_Required tasks_:
**1)** In the passage on the predicted human protein interactome, why did the authors compare the top 500 proteins by hub and betweenness centrality with their reported involvement in disease? Answer in one to three sentences.
**2)** Carry on the passage on the predicted human protein interactome from its final sentence.

_Text_:
____________________

Centrality measurements are often used to predict the possible involvement of a protein in disease etiology and progression. Some studies suggest that hubs are likely enriched for disease proteins, whereas others incline towards betweenness centrality as a better indicator [42]-[46]. We therefore examined a possible relationship between the top 500 proteins with the highest degrees of centrality (hub and betweenness centrality) and their reported involvement in disease progression. As illustrated in Figure 5, both hub and betweenness centralities appear to be good indicators for disease proteins. However, betweenness centrality appeared to have a better correlation than hubs for disease proteins. A ranked list of top 500 proteins according to their centrality measures is reported in Additional file 6 (hubs) and the table in Additional file 7 (betweenness centrality). We note that the relationship between connectivity (with hubs having a higher connectivity) and disease is dependent on a variety of factors, particularly gene essentiality [45], which we have not investigated here in depth.

Figure 5
figure 5

Comparing the number of disease-associated proteins with high degree (hubs) and high betweenness centrality. Proteins with highest betweenness centrality appear to be more enriched for disease proteins than hubs.

The usefulness of the predicted interactions in biological investigations

Our computationally predicted interactome represents a comprehensive all-to-all interaction network in humans. This network generates a wide range of testable hypotheses concerning biological processes, and informs our understanding of the overall architecture of cellular function. Here, we demonstrate the usefulness of this new predicted interactome through prediction of gene functions, experimental verifications and analysis of putative protein complexes.

Using the predicted human protein interaction network to assign breast cancer proteins

Breast cancer is the most commonly diagnosed form of cancer among women [47]. BRCA1 and to some extent BRCA2 are the two key genes associated with breast cancer progression. Breast cancer susceptibility has been related to a mutation of BRCA1 [48]. Carriers of BRCA1 (and some BRCA2) mutations have a 50-80% increased risk of developing breast cancer [49]. It is estimated that 10% of western women fall in this category [47]. While the tumor suppression property of BRCA1 is well investigated, the molecular mechanism of its activity in tumor prevention is not fully understood [50]. Figure 6 illustrates a brief overview of the breast cancer pathway where BRCA1 plays a central role. As illustrated, (see Figure 6) BRCA1 is directly associated with several cellular processes including chromatin remodeling, DNA damage checkpoint activation, DNA damage sensing, and DNA double stranded break (DSBs) repair. BRCA1 plays an essential role in delaying cell cycle progression by its DNA damage checkpoint activity. ATM phosphorylation of p53, a tumor suppressor protein, is mediated by BRCA1 and, in the presence of DNA damage, delays or arrests G1/S transition [51]. BRCA1 is important during S phase and G2/M checkpoint activation through its regulation of kinase activity of Chk1 [52]. Upon DNA damage, H2AX is phosphorylated by ATM and ATR and recruits MDC and RNF8 to the site of the damage. Subsequently, BRCA1 is translocated to the site of damage by ubiquitination of H2A through RNF8 and Ubc13 [47] and interacts with the Mre11/Rad50/Nbs (MRN) complex that is involved in double stranded DNA break repair [53]. Examining the proteins involved in the breast cancer pathway for PPIs, MP-PIPE predicted over 3,000 interactions, 424 of which (161 and 263 known and novel interactions, respectively) directly involve BRCA1 (P38398). Studying these interactions can expand our current understanding of the breast cancer pathway. A number of interesting factors were found to form novel interactions with multiple proteins associated with the breast cancer pathway, including CDK3, AURKB, and SMC1b (see Figure 6).

____________________

_Extracted information_:
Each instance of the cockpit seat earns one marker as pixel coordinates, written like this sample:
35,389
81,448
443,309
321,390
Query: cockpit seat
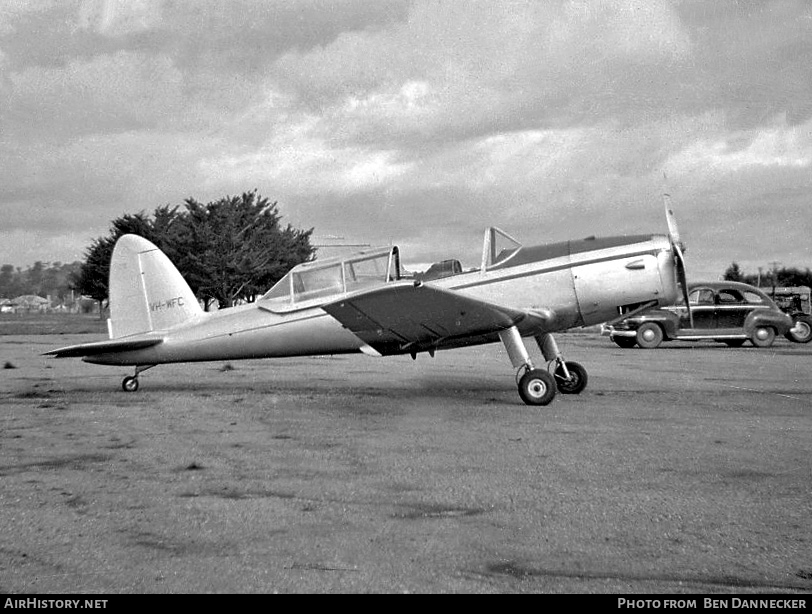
438,270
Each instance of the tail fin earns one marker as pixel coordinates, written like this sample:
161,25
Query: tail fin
146,290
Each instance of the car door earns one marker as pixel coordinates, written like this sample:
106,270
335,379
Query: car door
702,305
731,310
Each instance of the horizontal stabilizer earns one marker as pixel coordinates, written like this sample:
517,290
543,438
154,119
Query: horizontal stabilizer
103,347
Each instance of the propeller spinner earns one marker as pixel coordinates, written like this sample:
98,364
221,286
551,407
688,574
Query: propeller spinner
679,257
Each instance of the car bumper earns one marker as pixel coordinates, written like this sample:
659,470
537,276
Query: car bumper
607,330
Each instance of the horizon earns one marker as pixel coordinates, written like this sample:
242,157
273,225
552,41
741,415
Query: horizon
415,122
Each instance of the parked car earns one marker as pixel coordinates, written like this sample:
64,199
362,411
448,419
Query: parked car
727,311
794,301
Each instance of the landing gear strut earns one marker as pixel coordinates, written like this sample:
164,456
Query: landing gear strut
130,383
537,386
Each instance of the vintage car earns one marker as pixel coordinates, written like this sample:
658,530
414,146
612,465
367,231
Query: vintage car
728,312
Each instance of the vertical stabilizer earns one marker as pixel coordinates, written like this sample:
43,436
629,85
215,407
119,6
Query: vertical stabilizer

____________________

_Answers_:
**1)** Centrality measurements are often used to predict whether a protein is involved in the cause and progression of disease. Some studies suggest that hubs are enriched for disease proteins, while others favor betweenness centrality as the better indicator. The authors therefore examined how both measures relate to reported disease involvement.

**2)**
Figure 6
figure 6

Schematic diagram of breast cancer pathway. BRCA1 plays a central role in breast cancer by connecting DNA damage and chromatin remodeling to downstream processes such as cell cycle progression and DNA repair. Black lines (edges) represent biochemical pathways, red and green edges are novel and known PPIs, respectively. Ovals and clouds represent proteins and protein complexes, respectively. Red ovals represent novel proteins that are associated with breast cancer pathway on the basis of the predicted interactions they form.

CDK3 is a cyclin-dependent kinase that functions in cell cycle progression and mitosis, and plays an essential role in G1/S transition through its activation of the E2F transcription factor family and G0/G1 transition by Rb phosphorylation [54]. E2F and Rb play a regulatory role in the transcription of BRCA1 [55], connecting CDK3 to BRCA1. In further agreement with the observed interactions, CDK3 has high expression levels in cancer cells and participates in cell proliferation and transformation by enhancement of ATF1 activity, a gene that physically interacts with BRCA1 ([56],[57]). Furthermore, both BRCA1 and CDK3 are involved in cell cycle transition, further supporting a potential role for CDK3 in breast cancer.

AURKB has several functions during mitosis, including spindle assembly, chromosome segregation, and cytokinesis [58]. AURKB has high sequence similarity with AURKA, another protein of the Aurora kinase family, however they are reported to differ functionally from each other during mitosis [59]. It is shown that BRCA1 may be phosphorylated by AURKA, resulting in impaired function of BRCA1 in G2/M transition [60]. AURKB has a single reported interaction within breast cancer pathway through BRCC complex [61]. The interactions identified here add credibility to the involvement of this protein in breast cancer pathway.

SMC1B is a meiosis-specific protein involved in chromosome segregation during anaphase, synapsis, and recombination [62]. SMC1B is also part of the cohesin complex, which includes SMC1, SMC3, RAD21 and several other proteins [63]. The cohesin complex plays a role in several cellular processes such as DNA repair, gene expression regulation and chromosome segregation ([63],[64]). Recent studies showed that several subunits of the cohesin complex are also important in DNA damage response [64]. In addition, SMC1b has been linked to neck and head cancer [65], further supporting a role for this protein in cancer.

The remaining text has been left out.